本文.
M&Aにはそれなりのコストがかかるので、買い手企業にとっては、それなりのメリットがなければM&Aを実行しません。コロナ禍においては、M&Aを検討する企業数が減っており、かつ投資目線も厳しくなっています。つまり、「コストをかけてもM&Aを行う」と買い手企業が思うような魅力がある会社(売り手企業)でない限り、なかなか買手企業が現れないと考えるのが良いでしょう。M&A市場においては、一般に「将来的に売り手企業がどの程度の収益を上げる力があるか」で売り手企業は評価されます。したがって、収益面では黒字にすること、過度な借入金(例えば、売上高を超える、あるいは同じ金額の借入金)は避けるべきです。
・M&A後における従業員の待遇面の不安
M&A後における従業員の労働条件や解雇の規則については、買い手企業によって変更をされないように最終契約書に記載しておく必要があります。最終契約書での取り決めがない場合、M&A前より悪い労働条件で働かされたり、簡単に解雇されたりする可能性があるためです。M&Aを実行する場合、確認する事項は個別案件ごとに異なり、また多岐にわたります。この確認をおろそかにせず、売り手企業と買い手企業のお互いがM&Aのメリットを享受できるように交渉を進めることが重要です。
Ⅴ会社を売却する際の株価の考え方
株価(株式価値)の算定方法として一般的に用いられる手法は、修正純資産法、類似会社比較法(マルチプル法)、DCF法です。
【1】修正純資産法
評価対象会社(売手)の貸借対照表に計上されている全ての資産・負債を時価評価した後の純資産額に営業権を加算して企業価値を算定する方法です。この方法は、企業の静的な価値を判定するのに適しています。未上場会社のM&Aで利用されることが多い方法です。
(注)黒字の場合、営業権として修正後営業利益の3年分程度の金額を加算します。一方、赤字(営業損失)の場合、営業権はつきません。社歴〇〇年の老舗企業、あるいは△△△ブランドで有名などの要素は、営業権として評価されません。

元データ.
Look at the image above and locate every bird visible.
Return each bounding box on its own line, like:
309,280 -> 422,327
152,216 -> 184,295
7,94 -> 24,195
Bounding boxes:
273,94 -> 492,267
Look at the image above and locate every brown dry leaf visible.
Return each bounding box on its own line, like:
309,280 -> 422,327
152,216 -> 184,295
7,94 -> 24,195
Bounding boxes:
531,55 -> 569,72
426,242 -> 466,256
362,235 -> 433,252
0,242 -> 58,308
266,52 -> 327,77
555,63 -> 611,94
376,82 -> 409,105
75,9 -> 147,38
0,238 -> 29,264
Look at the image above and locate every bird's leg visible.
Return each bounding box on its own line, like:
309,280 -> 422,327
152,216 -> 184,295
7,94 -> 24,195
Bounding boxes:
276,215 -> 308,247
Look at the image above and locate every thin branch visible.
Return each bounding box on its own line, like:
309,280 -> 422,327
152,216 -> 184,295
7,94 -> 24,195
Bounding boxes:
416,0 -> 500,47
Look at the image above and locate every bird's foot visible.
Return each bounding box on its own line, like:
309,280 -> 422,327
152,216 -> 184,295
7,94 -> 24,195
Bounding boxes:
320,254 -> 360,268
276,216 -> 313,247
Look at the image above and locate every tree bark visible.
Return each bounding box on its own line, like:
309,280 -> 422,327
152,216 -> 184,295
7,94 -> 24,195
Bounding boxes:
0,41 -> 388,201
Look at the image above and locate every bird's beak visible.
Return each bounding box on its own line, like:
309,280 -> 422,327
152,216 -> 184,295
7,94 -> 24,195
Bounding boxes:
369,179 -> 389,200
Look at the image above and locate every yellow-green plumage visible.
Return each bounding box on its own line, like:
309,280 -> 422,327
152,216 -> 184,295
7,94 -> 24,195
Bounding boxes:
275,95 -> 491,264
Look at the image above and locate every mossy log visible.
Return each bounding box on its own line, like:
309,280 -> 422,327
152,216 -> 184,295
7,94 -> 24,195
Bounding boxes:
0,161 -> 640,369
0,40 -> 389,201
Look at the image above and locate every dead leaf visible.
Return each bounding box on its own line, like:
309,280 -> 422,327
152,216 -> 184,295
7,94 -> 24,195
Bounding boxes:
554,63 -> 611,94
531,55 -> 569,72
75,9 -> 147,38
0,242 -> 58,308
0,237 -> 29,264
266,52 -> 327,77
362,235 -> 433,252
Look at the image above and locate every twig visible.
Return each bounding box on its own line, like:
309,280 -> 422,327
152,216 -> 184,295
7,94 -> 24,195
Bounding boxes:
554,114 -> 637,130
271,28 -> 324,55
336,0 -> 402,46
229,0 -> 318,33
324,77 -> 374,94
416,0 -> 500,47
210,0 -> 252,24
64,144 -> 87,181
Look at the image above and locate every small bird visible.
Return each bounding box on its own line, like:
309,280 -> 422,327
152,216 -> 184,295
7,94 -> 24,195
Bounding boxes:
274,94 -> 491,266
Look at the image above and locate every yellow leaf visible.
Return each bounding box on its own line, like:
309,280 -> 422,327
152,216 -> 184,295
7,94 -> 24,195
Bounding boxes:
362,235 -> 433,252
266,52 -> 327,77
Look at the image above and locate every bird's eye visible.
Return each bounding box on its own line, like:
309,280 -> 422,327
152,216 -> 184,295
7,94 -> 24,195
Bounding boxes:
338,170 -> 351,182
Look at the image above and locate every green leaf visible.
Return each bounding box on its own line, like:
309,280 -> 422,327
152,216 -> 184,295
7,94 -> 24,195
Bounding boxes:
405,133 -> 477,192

問題文. 本文によると、修正純資産法では、黒字の場合に営業権としてどの程度の金額を加算しますか。

解答. 修正後営業利益の3年分程度の金額を加算します。